Problem details:
Under this line are the records; repeat exactly the lines starting at the one containing "Where can you see the car hood" and ending at the one containing "point(660, 212)", omitting pictures.

========================

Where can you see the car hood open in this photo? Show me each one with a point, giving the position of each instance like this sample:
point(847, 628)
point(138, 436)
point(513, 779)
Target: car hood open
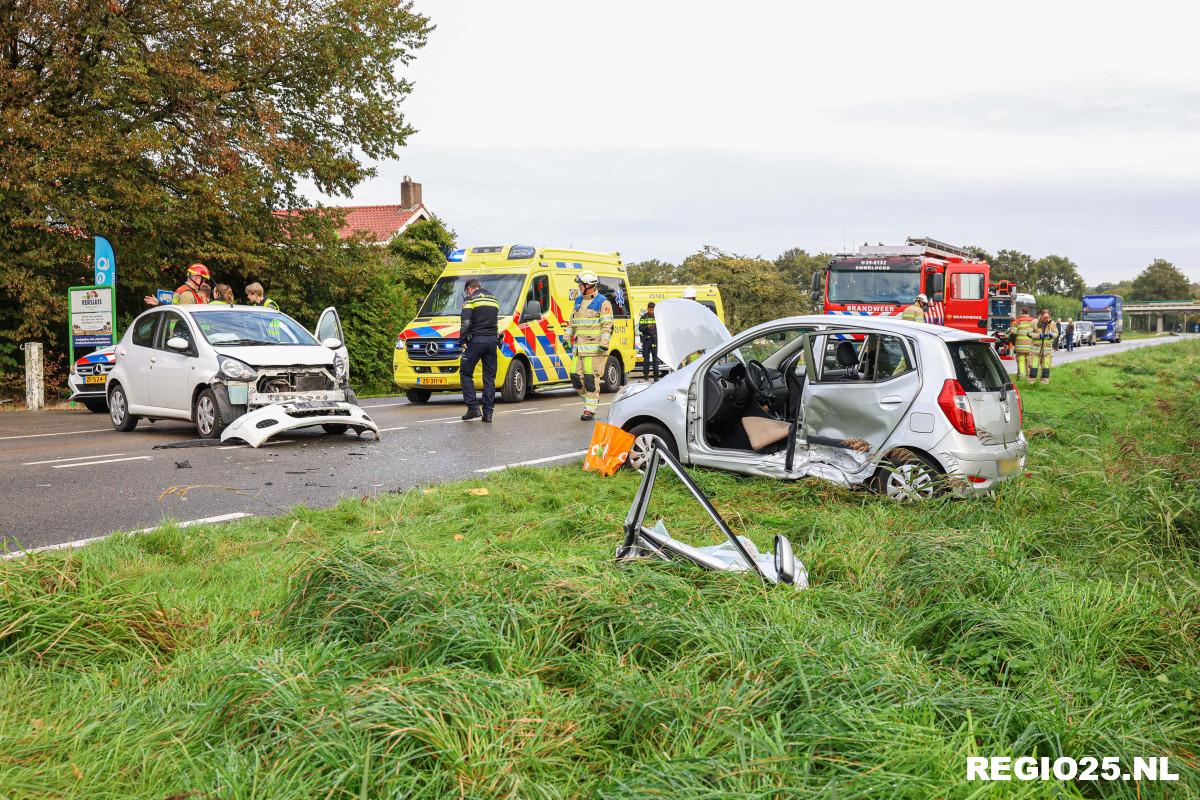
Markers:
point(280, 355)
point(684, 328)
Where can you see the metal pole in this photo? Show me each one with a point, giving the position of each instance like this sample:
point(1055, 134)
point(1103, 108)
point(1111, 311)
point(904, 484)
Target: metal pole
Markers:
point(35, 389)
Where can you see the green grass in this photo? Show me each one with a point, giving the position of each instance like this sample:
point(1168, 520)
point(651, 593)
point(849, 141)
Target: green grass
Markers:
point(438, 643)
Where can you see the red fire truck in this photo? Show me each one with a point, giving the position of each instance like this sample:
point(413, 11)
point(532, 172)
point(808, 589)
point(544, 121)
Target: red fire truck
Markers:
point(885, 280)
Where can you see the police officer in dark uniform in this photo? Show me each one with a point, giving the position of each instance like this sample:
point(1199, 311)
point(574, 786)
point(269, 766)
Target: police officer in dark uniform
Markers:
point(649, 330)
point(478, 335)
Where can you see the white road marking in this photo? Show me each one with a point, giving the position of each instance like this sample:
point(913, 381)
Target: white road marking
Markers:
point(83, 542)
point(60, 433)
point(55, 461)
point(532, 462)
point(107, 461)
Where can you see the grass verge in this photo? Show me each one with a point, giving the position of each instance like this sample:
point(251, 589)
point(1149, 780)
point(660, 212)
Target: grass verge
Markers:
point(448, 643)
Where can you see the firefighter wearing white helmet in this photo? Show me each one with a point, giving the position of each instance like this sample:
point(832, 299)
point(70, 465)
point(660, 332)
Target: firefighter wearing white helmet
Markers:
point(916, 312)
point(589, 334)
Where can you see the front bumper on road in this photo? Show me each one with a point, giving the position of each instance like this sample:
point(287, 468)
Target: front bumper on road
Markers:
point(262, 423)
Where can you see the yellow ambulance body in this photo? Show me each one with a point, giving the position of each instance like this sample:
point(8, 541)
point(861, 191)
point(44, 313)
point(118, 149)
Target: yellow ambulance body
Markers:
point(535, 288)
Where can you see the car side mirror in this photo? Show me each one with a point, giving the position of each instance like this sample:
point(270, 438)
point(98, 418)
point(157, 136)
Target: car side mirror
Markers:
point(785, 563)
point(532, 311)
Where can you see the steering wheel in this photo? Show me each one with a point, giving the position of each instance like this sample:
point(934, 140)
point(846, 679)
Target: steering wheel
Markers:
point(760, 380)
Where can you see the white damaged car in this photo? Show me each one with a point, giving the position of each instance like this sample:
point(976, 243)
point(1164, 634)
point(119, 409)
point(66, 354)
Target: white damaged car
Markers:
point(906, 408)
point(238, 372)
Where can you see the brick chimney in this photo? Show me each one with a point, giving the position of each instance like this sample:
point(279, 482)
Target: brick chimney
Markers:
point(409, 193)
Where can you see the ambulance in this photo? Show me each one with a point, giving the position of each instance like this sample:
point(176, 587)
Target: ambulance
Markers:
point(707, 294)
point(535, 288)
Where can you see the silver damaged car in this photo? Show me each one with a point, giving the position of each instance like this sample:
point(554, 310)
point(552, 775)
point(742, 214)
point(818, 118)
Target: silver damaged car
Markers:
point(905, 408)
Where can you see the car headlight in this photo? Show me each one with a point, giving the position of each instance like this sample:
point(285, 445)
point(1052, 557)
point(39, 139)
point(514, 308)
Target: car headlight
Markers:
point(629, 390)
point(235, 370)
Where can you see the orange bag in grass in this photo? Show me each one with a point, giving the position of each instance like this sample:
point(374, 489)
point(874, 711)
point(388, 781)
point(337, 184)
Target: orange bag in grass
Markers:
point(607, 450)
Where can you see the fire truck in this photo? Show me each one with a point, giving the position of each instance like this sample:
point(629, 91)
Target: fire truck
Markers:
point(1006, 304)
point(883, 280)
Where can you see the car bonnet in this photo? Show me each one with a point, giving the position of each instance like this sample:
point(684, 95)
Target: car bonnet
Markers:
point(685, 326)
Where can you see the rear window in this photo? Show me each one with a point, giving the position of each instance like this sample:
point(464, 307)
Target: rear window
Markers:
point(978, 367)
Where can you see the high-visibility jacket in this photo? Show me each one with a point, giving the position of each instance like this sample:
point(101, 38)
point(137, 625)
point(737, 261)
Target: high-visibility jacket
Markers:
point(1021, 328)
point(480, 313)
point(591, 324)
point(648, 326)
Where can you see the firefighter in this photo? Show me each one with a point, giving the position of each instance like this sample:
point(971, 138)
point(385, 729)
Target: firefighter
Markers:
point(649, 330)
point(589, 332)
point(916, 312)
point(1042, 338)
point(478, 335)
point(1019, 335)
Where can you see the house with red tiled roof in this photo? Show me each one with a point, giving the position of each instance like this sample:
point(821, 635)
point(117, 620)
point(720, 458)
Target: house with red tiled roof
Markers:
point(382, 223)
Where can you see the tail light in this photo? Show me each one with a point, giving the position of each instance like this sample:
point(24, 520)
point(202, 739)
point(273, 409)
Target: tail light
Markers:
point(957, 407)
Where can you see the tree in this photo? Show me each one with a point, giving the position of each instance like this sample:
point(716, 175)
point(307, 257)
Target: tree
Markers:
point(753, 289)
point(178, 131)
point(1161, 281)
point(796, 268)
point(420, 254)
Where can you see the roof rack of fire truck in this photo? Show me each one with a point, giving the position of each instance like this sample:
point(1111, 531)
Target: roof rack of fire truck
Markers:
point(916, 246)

========================

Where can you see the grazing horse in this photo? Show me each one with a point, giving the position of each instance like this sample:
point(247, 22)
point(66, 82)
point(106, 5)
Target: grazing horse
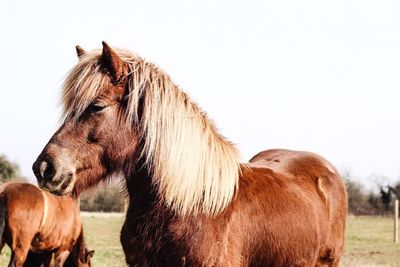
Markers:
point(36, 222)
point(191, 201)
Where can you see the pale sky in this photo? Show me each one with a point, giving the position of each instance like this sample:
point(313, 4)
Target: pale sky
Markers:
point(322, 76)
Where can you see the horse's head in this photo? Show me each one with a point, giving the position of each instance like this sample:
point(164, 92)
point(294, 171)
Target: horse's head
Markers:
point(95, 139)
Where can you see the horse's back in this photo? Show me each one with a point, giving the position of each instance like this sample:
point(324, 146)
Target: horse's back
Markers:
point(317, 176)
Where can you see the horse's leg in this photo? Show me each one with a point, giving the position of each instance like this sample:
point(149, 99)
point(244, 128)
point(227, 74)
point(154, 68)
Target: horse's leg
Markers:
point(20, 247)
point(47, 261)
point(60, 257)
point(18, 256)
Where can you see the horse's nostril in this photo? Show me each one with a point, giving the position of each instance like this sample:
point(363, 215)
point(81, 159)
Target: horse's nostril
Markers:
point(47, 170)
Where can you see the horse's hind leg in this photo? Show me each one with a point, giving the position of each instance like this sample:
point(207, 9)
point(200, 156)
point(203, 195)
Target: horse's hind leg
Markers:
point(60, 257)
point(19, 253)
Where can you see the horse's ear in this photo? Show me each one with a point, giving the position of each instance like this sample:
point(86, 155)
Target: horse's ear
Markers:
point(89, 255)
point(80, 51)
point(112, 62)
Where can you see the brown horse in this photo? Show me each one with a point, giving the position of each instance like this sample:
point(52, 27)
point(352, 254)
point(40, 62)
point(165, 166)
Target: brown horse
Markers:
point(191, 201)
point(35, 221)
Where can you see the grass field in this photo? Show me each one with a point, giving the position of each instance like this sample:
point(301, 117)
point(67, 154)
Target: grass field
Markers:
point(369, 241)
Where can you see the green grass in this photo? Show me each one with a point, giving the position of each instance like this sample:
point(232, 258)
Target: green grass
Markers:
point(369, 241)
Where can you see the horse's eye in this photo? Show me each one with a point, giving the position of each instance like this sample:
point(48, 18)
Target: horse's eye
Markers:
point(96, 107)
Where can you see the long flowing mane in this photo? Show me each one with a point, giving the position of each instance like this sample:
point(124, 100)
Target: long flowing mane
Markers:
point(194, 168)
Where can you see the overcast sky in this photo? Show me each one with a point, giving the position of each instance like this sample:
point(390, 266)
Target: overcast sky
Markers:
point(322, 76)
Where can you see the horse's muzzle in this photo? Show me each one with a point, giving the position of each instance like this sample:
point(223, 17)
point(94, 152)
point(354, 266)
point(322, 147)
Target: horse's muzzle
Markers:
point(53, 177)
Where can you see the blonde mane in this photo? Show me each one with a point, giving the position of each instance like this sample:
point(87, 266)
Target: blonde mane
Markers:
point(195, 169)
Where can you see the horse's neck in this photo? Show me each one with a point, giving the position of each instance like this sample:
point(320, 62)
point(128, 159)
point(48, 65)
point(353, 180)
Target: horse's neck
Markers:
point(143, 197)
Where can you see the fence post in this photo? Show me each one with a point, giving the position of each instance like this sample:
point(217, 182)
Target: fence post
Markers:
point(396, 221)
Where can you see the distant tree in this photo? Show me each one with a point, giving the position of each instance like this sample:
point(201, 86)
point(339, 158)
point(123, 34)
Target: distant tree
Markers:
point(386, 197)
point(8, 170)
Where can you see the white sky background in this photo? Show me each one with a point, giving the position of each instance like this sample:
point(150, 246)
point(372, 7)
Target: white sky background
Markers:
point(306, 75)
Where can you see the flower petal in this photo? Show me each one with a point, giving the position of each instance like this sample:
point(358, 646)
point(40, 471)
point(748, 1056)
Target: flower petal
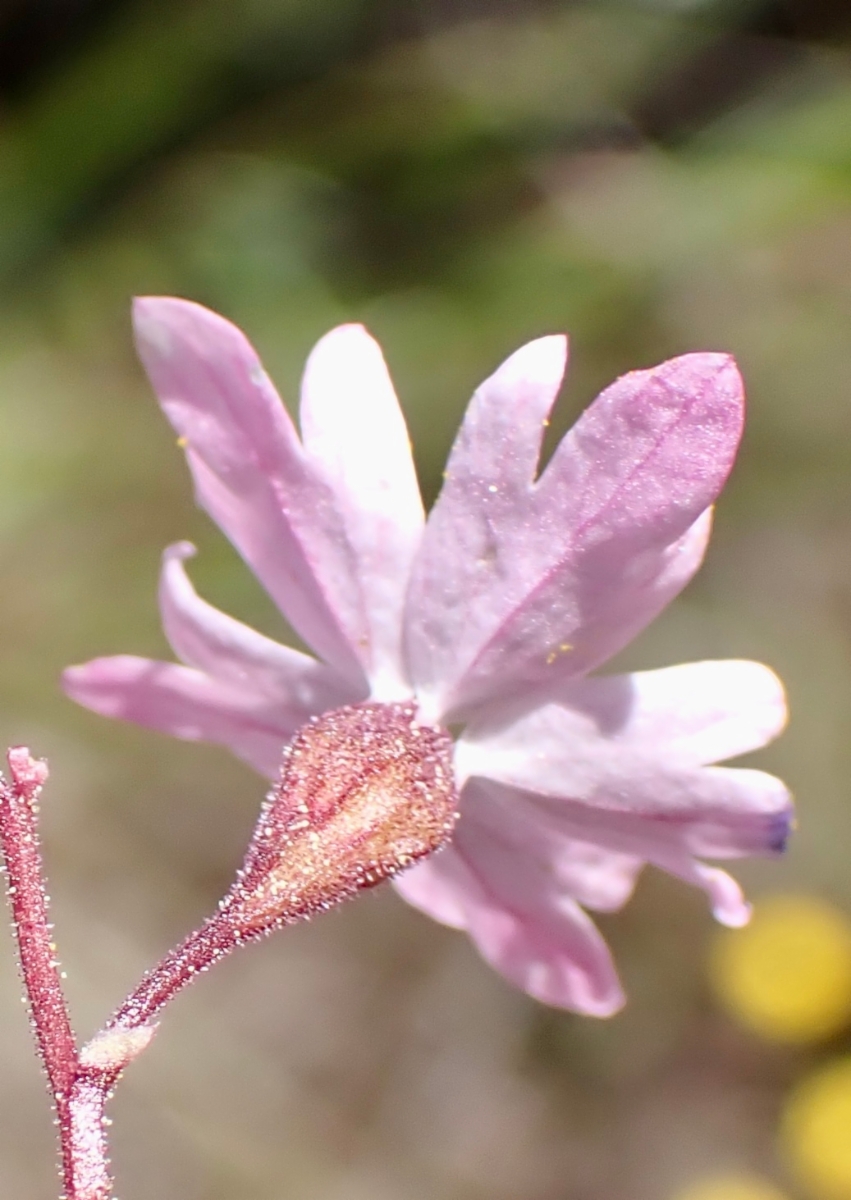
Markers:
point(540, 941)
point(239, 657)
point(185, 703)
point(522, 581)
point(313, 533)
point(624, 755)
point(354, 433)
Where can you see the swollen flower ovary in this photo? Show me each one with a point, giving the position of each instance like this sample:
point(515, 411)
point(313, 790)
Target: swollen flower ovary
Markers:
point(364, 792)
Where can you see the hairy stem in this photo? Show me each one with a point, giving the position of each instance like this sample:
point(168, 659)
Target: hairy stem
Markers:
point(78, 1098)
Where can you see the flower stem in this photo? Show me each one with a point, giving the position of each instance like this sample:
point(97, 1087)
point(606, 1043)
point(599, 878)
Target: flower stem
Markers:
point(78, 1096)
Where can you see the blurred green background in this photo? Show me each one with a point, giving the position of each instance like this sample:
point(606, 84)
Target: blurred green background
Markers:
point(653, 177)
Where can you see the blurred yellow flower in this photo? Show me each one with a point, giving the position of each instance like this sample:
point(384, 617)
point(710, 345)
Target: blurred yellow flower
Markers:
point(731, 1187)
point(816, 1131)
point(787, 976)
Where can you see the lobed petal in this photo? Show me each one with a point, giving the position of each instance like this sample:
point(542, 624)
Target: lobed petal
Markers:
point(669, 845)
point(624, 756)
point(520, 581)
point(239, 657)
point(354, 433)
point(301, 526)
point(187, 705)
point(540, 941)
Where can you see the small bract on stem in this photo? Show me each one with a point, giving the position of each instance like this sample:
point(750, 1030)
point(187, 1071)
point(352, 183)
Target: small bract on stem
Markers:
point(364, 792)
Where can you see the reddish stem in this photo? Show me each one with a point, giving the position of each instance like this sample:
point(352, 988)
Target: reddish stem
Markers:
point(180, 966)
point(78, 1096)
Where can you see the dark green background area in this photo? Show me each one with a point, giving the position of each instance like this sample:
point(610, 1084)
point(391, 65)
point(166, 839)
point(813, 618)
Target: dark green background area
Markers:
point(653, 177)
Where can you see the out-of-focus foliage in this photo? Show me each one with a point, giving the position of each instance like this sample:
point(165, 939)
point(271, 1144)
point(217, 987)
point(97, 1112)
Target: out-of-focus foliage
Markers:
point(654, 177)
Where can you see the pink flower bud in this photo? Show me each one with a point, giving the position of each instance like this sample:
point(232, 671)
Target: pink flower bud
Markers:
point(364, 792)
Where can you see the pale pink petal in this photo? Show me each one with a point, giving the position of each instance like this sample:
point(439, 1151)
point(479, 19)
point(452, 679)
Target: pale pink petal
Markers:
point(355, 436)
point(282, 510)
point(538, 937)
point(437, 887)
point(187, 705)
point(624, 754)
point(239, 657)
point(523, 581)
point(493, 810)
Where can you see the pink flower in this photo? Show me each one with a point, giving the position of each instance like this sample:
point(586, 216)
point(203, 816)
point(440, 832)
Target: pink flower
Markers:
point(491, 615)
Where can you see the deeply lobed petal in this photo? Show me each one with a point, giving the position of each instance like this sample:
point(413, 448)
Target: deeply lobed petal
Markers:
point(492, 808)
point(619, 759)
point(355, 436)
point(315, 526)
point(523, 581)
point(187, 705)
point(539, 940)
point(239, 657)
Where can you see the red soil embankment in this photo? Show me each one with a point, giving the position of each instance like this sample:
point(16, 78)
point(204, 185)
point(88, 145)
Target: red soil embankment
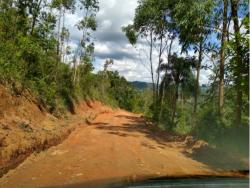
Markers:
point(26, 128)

========================

Task output:
Where can you see the car hood open in this photo? Show me each one with a point, giving the position of each instance like this sample:
point(847, 628)
point(138, 436)
point(513, 779)
Target: car hood open
Markers:
point(280, 355)
point(684, 328)
Where can you see the metal pole in this photo? Show me each one with a point, giving the position of each instance like this sample:
point(1055, 134)
point(1103, 108)
point(1111, 311)
point(904, 484)
Target: metal pole
Markers:
point(35, 389)
Where can you see the green grass in this photo? Show me each one with a point, giving the position of each instance like this sample:
point(1168, 520)
point(651, 593)
point(849, 141)
Target: green grass
Markers:
point(438, 643)
Where can you see the red fire truck in this photo? Show me each one with a point, giving the position of each instance like this sample:
point(413, 11)
point(532, 172)
point(808, 589)
point(544, 121)
Target: red fire truck
Markers:
point(885, 280)
Where can you see the police officer in dark uniform in this photo? Show me each one with a point, giving the position of each instance like this sample:
point(1199, 311)
point(574, 786)
point(269, 766)
Target: police officer in dark uniform
Markers:
point(649, 330)
point(478, 335)
Where can you see the white road marking in this photo? Show me each one with a point, giving the position of each instance like this sample:
point(913, 381)
Target: white road marking
Markers:
point(83, 542)
point(60, 433)
point(55, 461)
point(532, 462)
point(107, 461)
Where can you see the grass verge in this photo? Show me each one with a point, giving the position of each instance like this sample:
point(251, 589)
point(1149, 780)
point(660, 212)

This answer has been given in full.